Instructions to follow:
Please copy the items from the line with "Where can the tall" through the end of the items, switching "tall" to "thick" and leaving everything else unchanged.

Data for the task:
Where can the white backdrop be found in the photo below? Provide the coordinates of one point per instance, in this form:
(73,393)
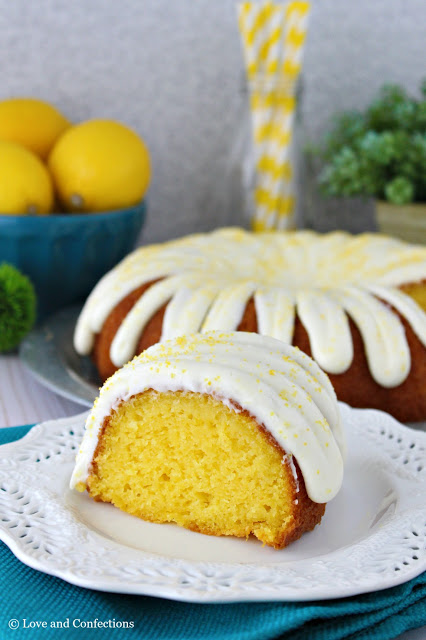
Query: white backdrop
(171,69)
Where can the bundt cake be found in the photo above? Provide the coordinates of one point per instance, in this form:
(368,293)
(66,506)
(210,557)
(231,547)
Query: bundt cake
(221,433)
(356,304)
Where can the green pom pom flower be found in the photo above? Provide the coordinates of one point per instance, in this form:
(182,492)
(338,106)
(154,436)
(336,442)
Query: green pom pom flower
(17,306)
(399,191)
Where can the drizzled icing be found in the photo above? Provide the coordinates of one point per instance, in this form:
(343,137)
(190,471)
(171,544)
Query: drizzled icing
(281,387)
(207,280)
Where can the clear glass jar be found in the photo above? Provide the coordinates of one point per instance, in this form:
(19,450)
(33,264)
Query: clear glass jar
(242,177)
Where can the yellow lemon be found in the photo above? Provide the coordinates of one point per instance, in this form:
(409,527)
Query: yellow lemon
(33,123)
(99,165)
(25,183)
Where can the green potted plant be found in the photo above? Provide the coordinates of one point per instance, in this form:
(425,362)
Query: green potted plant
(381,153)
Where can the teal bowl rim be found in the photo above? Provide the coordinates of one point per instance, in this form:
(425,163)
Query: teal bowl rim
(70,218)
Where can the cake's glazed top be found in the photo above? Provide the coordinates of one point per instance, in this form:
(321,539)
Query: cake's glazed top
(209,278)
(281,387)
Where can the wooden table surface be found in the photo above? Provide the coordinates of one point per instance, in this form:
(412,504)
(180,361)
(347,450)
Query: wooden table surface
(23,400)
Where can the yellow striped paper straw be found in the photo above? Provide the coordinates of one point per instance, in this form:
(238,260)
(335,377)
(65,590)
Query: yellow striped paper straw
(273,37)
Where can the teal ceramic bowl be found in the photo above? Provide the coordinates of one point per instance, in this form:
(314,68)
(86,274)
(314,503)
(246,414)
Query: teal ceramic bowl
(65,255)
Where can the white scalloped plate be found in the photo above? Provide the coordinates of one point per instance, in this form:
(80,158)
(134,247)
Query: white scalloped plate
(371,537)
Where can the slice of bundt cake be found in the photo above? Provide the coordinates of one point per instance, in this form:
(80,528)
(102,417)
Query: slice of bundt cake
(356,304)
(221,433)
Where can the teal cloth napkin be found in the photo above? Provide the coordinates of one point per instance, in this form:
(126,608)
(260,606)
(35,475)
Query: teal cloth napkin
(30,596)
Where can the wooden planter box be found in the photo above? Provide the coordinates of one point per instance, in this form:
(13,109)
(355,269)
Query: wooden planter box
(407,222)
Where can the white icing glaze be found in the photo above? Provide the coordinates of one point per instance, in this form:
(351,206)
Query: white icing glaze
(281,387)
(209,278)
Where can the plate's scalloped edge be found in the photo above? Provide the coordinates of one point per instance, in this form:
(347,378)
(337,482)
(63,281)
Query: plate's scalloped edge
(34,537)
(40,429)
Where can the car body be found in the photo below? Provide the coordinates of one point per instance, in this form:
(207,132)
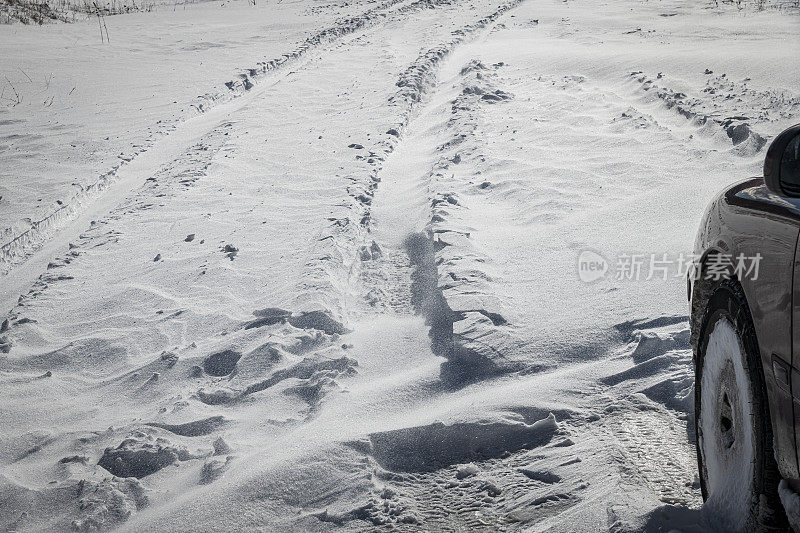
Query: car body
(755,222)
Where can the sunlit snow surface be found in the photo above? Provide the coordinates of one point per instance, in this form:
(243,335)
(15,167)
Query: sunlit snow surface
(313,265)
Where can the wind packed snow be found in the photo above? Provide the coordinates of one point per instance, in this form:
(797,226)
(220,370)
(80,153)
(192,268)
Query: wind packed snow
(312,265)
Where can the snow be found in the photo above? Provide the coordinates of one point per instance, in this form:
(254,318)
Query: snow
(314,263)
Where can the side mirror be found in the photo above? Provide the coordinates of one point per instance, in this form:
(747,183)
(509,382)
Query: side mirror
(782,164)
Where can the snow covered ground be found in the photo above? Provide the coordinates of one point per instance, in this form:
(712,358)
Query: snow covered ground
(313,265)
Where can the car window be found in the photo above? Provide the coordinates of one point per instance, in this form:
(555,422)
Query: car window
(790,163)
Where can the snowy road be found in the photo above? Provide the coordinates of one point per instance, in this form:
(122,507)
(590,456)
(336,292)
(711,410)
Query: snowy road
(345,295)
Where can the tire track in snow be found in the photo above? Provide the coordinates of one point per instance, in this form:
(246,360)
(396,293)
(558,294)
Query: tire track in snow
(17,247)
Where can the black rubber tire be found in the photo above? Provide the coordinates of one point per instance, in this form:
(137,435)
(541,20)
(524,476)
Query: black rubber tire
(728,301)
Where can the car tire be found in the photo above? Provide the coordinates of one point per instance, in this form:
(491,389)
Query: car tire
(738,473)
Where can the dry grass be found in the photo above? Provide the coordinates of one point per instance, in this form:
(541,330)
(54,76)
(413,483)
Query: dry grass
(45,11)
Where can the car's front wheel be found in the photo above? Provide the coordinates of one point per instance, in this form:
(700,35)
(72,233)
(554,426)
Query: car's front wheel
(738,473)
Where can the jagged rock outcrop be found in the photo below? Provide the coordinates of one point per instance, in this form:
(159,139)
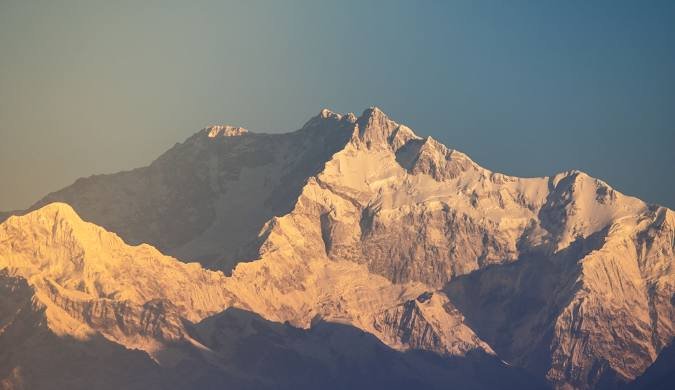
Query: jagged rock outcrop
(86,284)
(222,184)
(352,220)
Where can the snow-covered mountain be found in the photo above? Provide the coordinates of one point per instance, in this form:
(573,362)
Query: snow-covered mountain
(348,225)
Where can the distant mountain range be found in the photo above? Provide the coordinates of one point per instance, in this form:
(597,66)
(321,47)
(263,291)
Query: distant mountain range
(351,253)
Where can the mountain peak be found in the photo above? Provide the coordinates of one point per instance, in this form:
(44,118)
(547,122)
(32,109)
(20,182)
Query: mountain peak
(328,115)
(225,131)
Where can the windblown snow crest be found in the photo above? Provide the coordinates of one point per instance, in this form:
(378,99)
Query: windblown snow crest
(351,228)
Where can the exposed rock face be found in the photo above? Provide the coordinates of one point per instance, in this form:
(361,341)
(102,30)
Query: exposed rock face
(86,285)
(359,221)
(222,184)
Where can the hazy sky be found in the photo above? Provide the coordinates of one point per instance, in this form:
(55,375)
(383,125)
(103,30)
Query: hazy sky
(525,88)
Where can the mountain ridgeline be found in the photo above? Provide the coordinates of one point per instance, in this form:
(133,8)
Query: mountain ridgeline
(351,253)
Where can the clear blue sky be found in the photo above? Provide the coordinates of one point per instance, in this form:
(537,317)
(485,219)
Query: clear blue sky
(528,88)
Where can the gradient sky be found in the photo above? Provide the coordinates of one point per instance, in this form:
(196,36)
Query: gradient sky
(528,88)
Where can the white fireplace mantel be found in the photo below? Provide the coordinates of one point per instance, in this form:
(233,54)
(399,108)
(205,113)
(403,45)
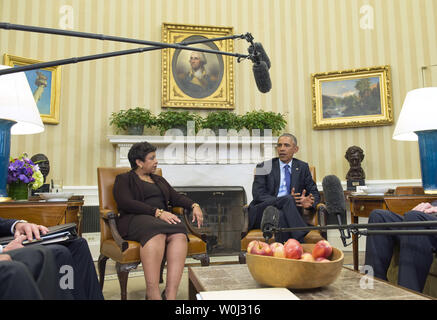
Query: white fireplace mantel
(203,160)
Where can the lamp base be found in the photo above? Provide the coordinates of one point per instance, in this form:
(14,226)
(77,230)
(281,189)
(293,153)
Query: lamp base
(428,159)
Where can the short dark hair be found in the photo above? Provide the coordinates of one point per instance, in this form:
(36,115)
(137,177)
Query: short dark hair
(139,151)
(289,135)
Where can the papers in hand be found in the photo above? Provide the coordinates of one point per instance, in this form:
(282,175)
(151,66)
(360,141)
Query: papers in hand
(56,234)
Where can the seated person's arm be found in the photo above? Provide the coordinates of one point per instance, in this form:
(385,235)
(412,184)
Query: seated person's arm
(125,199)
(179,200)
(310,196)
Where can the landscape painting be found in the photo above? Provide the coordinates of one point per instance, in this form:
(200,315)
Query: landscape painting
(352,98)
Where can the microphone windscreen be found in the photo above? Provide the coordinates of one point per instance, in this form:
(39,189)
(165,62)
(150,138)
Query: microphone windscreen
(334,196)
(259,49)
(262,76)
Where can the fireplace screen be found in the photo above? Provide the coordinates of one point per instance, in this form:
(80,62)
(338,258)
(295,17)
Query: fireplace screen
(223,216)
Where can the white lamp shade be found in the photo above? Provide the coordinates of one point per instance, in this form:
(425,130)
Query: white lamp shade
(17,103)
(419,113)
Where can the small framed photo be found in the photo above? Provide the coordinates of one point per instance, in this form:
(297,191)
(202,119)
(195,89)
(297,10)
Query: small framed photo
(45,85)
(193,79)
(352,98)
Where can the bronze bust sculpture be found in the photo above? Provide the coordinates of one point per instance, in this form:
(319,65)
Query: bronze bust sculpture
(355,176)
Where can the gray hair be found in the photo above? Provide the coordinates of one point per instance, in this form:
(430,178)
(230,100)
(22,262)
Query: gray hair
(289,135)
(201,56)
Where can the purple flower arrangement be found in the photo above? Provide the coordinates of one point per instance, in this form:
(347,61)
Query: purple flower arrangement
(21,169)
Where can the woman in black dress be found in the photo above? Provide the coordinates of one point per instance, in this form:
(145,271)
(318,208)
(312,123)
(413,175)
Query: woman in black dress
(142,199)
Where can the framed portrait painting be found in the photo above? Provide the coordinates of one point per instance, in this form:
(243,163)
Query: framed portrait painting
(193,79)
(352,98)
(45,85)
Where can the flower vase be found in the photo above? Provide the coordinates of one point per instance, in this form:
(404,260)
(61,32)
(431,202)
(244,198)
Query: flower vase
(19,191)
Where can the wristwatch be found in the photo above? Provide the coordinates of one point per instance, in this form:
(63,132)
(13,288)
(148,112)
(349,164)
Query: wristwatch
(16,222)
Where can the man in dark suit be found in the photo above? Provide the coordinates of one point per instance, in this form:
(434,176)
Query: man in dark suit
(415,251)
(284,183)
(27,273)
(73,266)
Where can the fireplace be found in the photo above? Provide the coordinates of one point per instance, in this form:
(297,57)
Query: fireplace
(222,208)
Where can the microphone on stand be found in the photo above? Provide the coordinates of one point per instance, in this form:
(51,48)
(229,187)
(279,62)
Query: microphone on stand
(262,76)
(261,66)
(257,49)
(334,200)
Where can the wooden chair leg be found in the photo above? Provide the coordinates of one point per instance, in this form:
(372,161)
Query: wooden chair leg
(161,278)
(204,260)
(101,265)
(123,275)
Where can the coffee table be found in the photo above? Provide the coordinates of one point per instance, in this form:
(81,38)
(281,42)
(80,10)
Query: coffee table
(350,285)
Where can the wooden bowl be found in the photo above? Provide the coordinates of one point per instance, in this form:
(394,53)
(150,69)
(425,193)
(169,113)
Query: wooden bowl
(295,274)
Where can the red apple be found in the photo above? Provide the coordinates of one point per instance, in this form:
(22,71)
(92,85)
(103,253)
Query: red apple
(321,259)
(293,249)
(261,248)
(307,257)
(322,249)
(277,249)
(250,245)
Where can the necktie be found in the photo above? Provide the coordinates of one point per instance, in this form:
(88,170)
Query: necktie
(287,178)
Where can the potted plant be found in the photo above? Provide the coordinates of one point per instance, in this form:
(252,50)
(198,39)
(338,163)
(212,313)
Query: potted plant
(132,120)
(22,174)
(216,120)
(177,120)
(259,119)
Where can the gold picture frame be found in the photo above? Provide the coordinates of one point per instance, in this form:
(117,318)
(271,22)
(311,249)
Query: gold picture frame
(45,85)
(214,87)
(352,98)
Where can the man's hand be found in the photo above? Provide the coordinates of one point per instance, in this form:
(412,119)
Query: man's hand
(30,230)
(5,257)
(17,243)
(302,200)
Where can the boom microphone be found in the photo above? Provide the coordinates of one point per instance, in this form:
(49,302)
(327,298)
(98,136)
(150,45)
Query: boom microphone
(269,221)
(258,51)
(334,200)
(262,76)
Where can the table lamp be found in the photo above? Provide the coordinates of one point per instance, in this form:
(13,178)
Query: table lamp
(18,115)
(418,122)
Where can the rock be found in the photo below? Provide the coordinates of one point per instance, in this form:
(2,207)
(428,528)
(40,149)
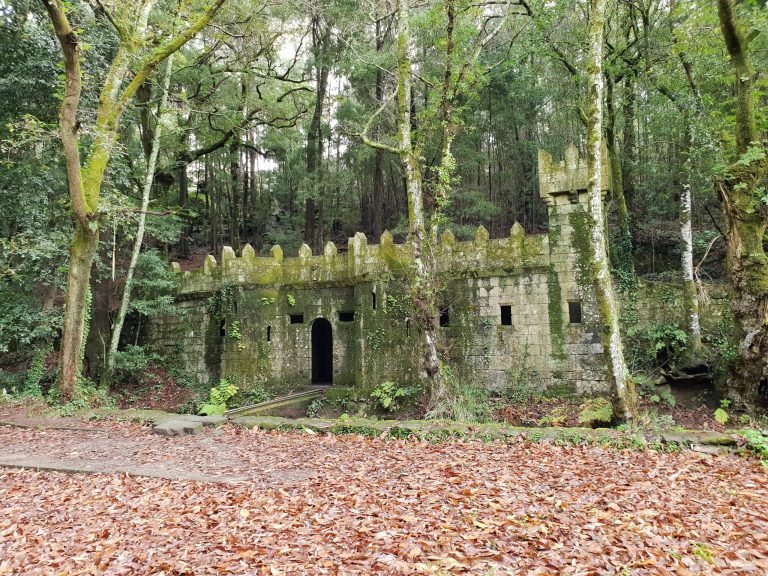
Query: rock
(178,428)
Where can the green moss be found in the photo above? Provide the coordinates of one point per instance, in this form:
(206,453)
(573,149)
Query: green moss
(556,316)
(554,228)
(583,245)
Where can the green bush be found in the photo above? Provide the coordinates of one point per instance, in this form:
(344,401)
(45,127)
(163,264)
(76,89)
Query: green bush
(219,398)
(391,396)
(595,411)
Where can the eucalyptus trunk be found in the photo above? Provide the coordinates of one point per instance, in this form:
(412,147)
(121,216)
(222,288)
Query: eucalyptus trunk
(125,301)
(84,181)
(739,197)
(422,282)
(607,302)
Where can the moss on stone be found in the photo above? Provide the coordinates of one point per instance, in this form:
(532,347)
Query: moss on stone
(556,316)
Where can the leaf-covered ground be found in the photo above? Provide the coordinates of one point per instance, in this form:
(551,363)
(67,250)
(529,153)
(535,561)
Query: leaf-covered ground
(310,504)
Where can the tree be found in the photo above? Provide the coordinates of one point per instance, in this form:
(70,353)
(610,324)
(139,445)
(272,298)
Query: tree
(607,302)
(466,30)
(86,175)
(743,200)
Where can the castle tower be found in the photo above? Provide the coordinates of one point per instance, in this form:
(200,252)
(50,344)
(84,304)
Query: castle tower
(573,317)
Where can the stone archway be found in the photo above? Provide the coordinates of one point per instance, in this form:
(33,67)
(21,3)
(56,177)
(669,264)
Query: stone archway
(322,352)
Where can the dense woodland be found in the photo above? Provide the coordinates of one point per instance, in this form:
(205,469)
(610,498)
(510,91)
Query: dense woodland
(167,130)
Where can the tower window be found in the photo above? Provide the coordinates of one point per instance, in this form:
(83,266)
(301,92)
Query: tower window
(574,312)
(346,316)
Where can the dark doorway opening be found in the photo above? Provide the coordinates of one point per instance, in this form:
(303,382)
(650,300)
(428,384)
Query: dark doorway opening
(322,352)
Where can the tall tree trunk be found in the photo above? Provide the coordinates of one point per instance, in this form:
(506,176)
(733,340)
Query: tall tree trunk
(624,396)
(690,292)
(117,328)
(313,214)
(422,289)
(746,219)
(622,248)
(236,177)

Answer to this exercise:
Where can the thick tree trunk be found in the photo above? Provide the coordinates of one point per instance, in this form:
(506,176)
(733,340)
Query: thick tree trunk
(624,396)
(690,292)
(117,328)
(313,214)
(422,289)
(746,219)
(622,248)
(236,177)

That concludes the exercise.